GIVEN TASK 1 >> Copy out the passage of the Big Sur Bakery post below, from "You want to drive 5" up to and including "real food, too.".

#### DOCUMENT ####

Thursday, September 16th, 2010

Big Sur Bakery

It's been well over two years now since the hungry writers at Bay Area Bites mentioned Big Sur Bakery. I figured it was time. Now, I can't quite pin down the exact moment I became obsessed with Big Sur Bakery. It was well before the recent Bon Appetit mention and even before the stunning My Nepenthe cookbook came out. I feel like it's always been this legend-like place that I've been trying to get past relationships, friends, and family to tag along and try. But most folks always have the same reaction:

You want to drive 5 hours round-trip to go to a bakery? In one day?
And I usually reply something like this: No, no. Clearly these people are missing something. It's not just a bakery--it's a cafe as well. With real food, too.
Oh, sorry. Let me get this straight: So you want to drive over five hours to go to a cafe?

#### RECORDS FOR PROCESSING ####

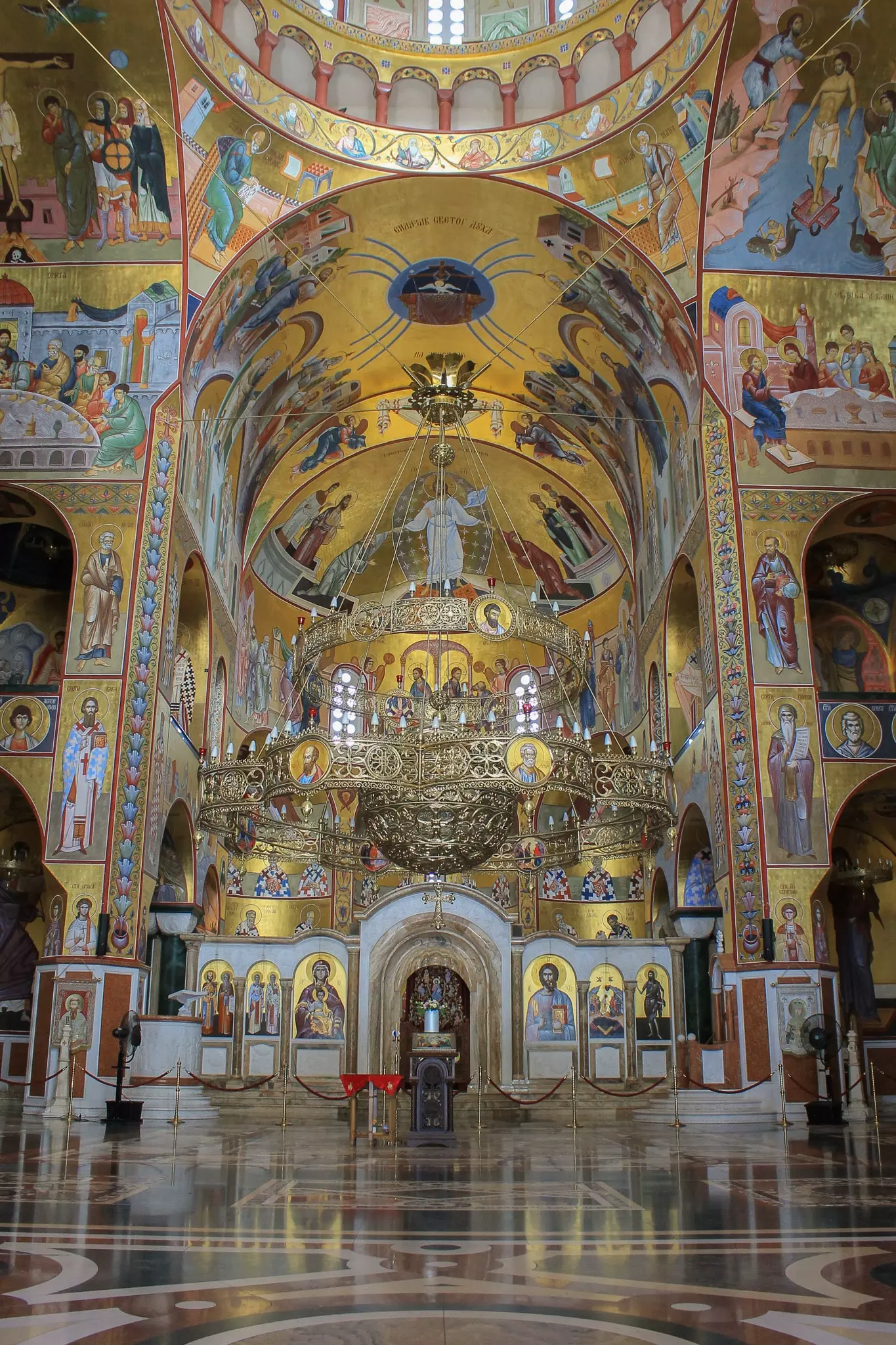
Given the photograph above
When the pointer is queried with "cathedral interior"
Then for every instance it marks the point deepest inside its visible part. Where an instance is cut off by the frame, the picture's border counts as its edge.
(448, 722)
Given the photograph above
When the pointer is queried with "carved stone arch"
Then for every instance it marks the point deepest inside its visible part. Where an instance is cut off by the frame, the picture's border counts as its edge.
(463, 946)
(416, 73)
(534, 64)
(303, 38)
(590, 39)
(476, 73)
(354, 58)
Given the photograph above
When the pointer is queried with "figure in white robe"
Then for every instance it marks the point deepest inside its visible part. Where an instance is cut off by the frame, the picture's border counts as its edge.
(444, 521)
(83, 770)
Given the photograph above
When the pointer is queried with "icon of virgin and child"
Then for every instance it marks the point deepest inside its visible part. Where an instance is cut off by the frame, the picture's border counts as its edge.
(320, 1013)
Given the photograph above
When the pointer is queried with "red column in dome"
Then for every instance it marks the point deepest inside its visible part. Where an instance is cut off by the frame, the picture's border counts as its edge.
(323, 73)
(570, 78)
(676, 18)
(382, 95)
(508, 99)
(625, 46)
(265, 42)
(446, 102)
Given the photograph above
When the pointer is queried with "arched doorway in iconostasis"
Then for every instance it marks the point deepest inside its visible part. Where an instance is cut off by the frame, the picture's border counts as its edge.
(437, 985)
(172, 912)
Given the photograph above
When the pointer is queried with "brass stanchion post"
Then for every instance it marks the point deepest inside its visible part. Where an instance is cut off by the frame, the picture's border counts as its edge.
(677, 1124)
(72, 1086)
(874, 1094)
(175, 1119)
(574, 1124)
(784, 1121)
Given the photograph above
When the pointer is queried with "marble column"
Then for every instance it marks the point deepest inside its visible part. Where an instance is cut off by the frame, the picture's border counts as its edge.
(285, 1023)
(516, 1011)
(192, 961)
(508, 102)
(631, 1043)
(267, 41)
(240, 1026)
(625, 45)
(582, 1013)
(351, 1009)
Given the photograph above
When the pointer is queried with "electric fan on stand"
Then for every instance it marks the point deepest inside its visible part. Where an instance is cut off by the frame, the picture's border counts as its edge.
(822, 1038)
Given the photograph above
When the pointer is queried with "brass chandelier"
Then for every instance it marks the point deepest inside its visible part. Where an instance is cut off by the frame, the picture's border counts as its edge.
(445, 782)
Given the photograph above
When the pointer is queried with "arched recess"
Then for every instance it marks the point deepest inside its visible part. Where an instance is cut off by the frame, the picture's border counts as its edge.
(211, 917)
(190, 678)
(683, 657)
(477, 101)
(467, 950)
(241, 27)
(293, 64)
(351, 88)
(172, 912)
(851, 917)
(539, 92)
(37, 573)
(598, 68)
(413, 101)
(33, 907)
(694, 838)
(849, 594)
(658, 917)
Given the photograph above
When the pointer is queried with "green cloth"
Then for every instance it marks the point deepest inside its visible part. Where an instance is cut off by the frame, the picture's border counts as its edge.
(882, 159)
(127, 432)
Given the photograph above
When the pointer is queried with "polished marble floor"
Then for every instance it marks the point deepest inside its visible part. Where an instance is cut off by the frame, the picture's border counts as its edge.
(237, 1231)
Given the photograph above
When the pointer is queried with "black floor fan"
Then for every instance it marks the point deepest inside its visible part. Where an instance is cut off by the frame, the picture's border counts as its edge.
(822, 1038)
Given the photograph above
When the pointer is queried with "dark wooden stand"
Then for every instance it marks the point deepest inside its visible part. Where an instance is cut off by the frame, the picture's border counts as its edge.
(433, 1097)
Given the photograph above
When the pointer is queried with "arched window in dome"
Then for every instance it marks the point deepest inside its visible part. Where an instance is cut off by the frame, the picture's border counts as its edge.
(524, 688)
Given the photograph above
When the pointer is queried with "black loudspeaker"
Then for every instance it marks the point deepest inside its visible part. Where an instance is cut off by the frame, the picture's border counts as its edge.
(769, 939)
(102, 934)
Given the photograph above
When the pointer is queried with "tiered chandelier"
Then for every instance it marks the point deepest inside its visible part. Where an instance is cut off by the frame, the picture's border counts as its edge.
(446, 780)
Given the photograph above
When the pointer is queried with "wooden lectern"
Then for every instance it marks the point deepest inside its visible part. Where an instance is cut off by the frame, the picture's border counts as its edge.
(433, 1055)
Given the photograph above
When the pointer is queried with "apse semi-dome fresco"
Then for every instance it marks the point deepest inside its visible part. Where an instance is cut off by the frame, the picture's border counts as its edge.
(448, 544)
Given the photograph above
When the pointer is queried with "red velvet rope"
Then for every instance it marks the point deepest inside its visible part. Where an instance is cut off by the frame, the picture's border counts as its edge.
(207, 1083)
(807, 1091)
(610, 1093)
(27, 1083)
(717, 1088)
(323, 1097)
(528, 1102)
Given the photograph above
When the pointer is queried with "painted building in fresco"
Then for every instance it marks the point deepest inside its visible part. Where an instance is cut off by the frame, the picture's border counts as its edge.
(667, 236)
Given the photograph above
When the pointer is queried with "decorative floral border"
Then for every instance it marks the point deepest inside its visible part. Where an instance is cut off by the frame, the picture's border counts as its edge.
(735, 695)
(142, 677)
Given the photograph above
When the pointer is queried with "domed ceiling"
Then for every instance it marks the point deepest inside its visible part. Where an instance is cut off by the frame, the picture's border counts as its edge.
(296, 374)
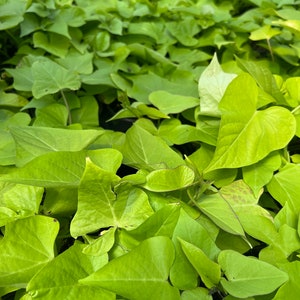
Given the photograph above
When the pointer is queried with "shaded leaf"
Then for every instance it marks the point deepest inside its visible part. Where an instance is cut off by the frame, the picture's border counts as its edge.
(27, 246)
(247, 276)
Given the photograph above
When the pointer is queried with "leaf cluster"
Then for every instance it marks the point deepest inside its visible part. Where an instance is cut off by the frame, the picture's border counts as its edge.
(149, 149)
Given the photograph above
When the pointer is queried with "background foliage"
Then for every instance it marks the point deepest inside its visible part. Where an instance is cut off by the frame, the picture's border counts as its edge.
(149, 149)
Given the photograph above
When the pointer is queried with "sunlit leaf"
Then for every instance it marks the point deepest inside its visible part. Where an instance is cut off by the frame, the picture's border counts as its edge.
(125, 277)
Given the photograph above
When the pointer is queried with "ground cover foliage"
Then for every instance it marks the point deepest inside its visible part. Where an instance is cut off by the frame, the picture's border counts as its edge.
(149, 149)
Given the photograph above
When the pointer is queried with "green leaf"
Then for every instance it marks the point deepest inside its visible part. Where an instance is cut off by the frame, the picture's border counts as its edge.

####

GIVEN TASK 2 >> How many lines of the records above contain the string "column", with case counting? Reply with the number only.

FINISHED ANSWER 1 >>
You want to drive 5 hours round-trip to go to a bakery? In one day?
And I usually reply something like this: No, no. Clearly these people are missing something. It's not just a bakery--it's a cafe as well. With real food, too.

FINISHED ANSWER 2 >> 2